■ Given task: Pull out every line in the data below that contains the word "grey" and copy each of those lines unchanged.

■ Extracted entries:
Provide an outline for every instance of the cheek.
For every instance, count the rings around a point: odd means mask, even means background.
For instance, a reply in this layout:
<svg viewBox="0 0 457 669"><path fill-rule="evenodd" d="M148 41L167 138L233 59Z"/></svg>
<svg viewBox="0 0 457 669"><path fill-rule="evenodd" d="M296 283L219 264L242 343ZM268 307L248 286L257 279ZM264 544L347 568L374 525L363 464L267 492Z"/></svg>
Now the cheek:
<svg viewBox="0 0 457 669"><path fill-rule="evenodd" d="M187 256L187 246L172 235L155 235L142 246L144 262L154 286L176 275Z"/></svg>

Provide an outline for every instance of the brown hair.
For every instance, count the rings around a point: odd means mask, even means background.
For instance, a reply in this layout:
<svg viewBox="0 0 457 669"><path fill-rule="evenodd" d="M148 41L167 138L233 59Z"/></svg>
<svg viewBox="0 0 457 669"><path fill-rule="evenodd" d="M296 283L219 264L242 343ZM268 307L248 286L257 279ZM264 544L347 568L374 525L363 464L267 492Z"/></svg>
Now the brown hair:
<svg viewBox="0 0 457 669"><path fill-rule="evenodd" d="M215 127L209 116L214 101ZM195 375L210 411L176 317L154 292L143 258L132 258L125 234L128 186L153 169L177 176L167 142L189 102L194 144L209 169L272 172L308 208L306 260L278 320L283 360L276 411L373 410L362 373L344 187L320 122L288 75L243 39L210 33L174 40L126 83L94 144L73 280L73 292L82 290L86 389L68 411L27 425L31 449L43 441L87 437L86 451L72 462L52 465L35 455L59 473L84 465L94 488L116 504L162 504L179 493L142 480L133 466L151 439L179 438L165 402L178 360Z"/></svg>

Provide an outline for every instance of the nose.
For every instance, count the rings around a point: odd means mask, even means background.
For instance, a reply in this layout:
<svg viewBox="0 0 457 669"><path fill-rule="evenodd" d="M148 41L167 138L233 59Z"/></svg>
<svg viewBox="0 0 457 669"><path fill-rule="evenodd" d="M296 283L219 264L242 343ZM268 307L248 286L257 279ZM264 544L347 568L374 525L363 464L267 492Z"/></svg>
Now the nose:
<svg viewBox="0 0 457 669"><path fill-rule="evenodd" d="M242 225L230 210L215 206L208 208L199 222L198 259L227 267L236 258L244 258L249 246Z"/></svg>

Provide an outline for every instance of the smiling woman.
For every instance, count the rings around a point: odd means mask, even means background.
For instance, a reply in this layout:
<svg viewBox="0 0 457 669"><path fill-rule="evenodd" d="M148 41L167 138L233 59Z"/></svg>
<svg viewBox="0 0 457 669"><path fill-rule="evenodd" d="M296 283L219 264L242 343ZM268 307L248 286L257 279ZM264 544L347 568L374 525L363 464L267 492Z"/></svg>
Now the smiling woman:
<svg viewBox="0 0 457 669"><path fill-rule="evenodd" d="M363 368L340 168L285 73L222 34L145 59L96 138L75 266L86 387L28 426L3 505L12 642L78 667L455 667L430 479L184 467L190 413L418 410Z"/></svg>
==
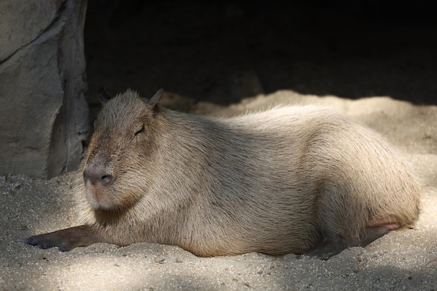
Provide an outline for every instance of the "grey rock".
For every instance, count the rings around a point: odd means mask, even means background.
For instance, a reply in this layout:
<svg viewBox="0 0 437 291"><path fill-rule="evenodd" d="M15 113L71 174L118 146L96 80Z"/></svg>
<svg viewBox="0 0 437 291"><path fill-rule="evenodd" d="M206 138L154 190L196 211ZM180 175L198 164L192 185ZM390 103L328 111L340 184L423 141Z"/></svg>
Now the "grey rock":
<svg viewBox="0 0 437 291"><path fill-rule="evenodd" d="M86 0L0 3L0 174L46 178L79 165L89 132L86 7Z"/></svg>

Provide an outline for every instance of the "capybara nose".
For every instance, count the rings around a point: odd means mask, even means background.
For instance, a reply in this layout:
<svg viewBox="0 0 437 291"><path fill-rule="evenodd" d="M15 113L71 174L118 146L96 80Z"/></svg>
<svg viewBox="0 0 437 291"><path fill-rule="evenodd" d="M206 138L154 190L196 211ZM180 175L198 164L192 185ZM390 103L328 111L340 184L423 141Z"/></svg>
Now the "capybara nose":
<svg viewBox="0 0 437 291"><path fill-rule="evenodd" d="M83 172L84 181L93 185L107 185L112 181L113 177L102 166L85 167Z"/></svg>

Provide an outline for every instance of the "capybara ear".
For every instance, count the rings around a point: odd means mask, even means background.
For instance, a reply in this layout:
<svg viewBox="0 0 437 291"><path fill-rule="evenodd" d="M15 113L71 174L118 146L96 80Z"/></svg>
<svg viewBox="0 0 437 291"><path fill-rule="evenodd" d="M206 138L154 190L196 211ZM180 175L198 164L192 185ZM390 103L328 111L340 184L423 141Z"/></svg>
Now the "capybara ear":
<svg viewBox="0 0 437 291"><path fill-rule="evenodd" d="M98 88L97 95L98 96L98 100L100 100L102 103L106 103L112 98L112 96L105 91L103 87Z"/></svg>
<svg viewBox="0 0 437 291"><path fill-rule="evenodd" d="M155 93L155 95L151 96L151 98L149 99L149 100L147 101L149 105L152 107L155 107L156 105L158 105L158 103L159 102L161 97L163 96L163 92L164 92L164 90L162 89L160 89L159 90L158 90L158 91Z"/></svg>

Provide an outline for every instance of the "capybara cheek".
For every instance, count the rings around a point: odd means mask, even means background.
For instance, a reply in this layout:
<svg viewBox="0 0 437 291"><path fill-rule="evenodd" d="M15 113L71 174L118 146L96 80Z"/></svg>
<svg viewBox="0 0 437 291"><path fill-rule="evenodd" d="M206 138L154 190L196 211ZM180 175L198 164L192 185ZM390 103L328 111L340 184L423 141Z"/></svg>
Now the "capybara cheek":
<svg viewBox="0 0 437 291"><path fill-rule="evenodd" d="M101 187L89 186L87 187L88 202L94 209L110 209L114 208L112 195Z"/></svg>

■ The reply:
Provide an outline for every instance of the "grey rock".
Now the "grey rock":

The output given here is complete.